REQUIRED TASK 1: Please reproduce this section of the passage on Epictetus without any change, starting at "Epictetus and how" and ending at "himself a freedman.".

SELECTED EXTRACT:
Epictetus and how to be free!? Is it a question or an exclamation, a political manifesto or a longing to go native, an aspiration for autonomy or the route to emancipation from bondage? This book presents an ancient Greek philosopher’s take on freedom— freedom construed as living in agreement with nature, owning and ruling oneself, becoming a world citizen, desiring always and only what you are assured of getting— and much more. Epictetus (c. AD 55– 135), our author and guide to the Stoic life, was born a slave (his Greek name means “acquired”), and entered service as a slave in the household of Epaphroditus, a power broker in Nero’s Rome, and himself a freedman.
By the time Epictetus publicly delivered his thoughts on freedom, he had enjoyed many years of manumission, but the experience of slavery left its mark on his philosophy through and through. The first lesson of the Encheiridion, his handbook guide to Stoicism, insists that everything that is truly our own doing is naturally free, unimpeded, and unconstrained.
Freedom, according to this notion, is neither legal status nor opportunity to move around at liberty. It is the mental orientation of persons who are impervious to frustration or disappointment because their wants and decisions depend on themselves and involve nothing that they cannot deliver to themselves. The Emperor Marcus Aurelius (reigned AD 161– 180) took the point and reflected on it in his Stoic Meditations. And the novelist, Tom Wolfe, followed suit when, in his 1998 novel A Man in Full, he imagines his young hero escaping from both a literal and a metaphorical prison after reading and digesting the Discourses of Epictetus.
The chief constraint on personal freedom in ancient Greece and Rome was what Epictetus knew at first hand, the social practice and indignity of slavery. It was slavery, the condition of being literally owned and made to serve at another’s behest that gave ancient freedom its intensely positive value and emotional charge.
Slaves’ bodily movements during their waking lives were strictly constrained by their masters’ wishes and by the menial functions they were required to perform. But slaves, like every one else, had minds, and minds as well as bodies are subject to freedom and constraint.
You can be externally free and internally a slave, controlled by psychological masters in the form of disabling desires and passions and cravings. Conversely, you could be outwardly obstructed or even in literal bondage but internally free from frustration and disharmony, so free in fact that you found yourself in charge of your own well- being, lacking little or nothing that you could not provide for yourself. The latter, in essence, is the freedom that Epictetus, the ancient Stoic philosopher, made the central theme of his teaching.
In the early years of the second century of our era, this ex- slave established a school for young men in the northwestern Greek city of Nicopolis, which had become a fashionable metropolitan center. One of his students was a brilliant youth called Arrian. Lucius Flavianus Arrianus, to give him his full name, was so impressed by his teacher’s message that he produced eight books of Discourses from the lectures on Stoicism he had heard Epictetus deliver, writing them out in more or less verbatim form; and he also drafted the summary of them that we know as the Encheiridion, or handbook.

REQUIRED TASK 2: Write out all the rows below word for word, leaving out the pictures.

EXERCISE DATA:

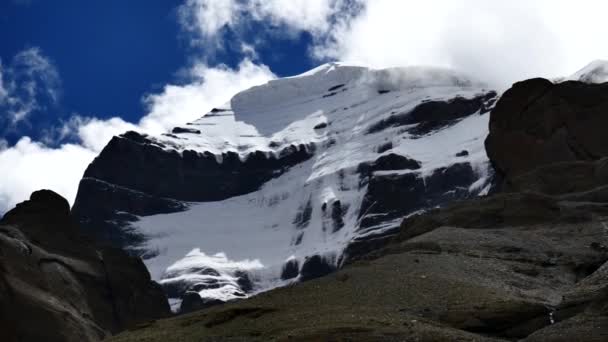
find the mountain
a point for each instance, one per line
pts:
(57, 285)
(526, 263)
(289, 180)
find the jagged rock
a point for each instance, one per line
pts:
(393, 196)
(463, 153)
(181, 130)
(316, 266)
(537, 123)
(151, 180)
(72, 288)
(390, 161)
(563, 178)
(192, 301)
(291, 269)
(434, 115)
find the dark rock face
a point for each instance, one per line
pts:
(151, 180)
(189, 176)
(291, 270)
(70, 288)
(315, 267)
(434, 115)
(181, 130)
(538, 123)
(388, 162)
(529, 264)
(192, 301)
(393, 196)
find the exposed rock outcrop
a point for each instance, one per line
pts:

TASK ANSWER 1:
Epictetus and how to be free!? Is it a question or an exclamation, a political manifesto or a longing to go native, an aspiration for autonomy or the route to emancipation from bondage? This book presents an ancient Greek philosopher’s take on freedom— freedom construed as living in agreement with nature, owning and ruling oneself, becoming a world citizen, desiring always and only what you are assured of getting— and much more. Epictetus (c. AD 55– 135), our author and guide to the Stoic life, was born a slave (his Greek name means “acquired”), and entered service as a slave in the household of Epaphroditus, a power broker in Nero’s Rome, and himself a freedman.

TASK ANSWER 2:
find the mountain
a point for each instance, one per line
pts:
(57, 285)
(526, 263)
(289, 180)
find the jagged rock
a point for each instance, one per line
pts:
(393, 196)
(463, 153)
(181, 130)
(316, 266)
(537, 123)
(151, 180)
(72, 288)
(390, 161)
(563, 178)
(192, 301)
(291, 269)
(434, 115)
find the dark rock face
a point for each instance, one per line
pts:
(151, 180)
(189, 176)
(291, 270)
(70, 288)
(315, 267)
(434, 115)
(181, 130)
(538, 123)
(388, 162)
(529, 264)
(192, 301)
(393, 196)
find the exposed rock outcrop
a point for each instance, one per line
pts:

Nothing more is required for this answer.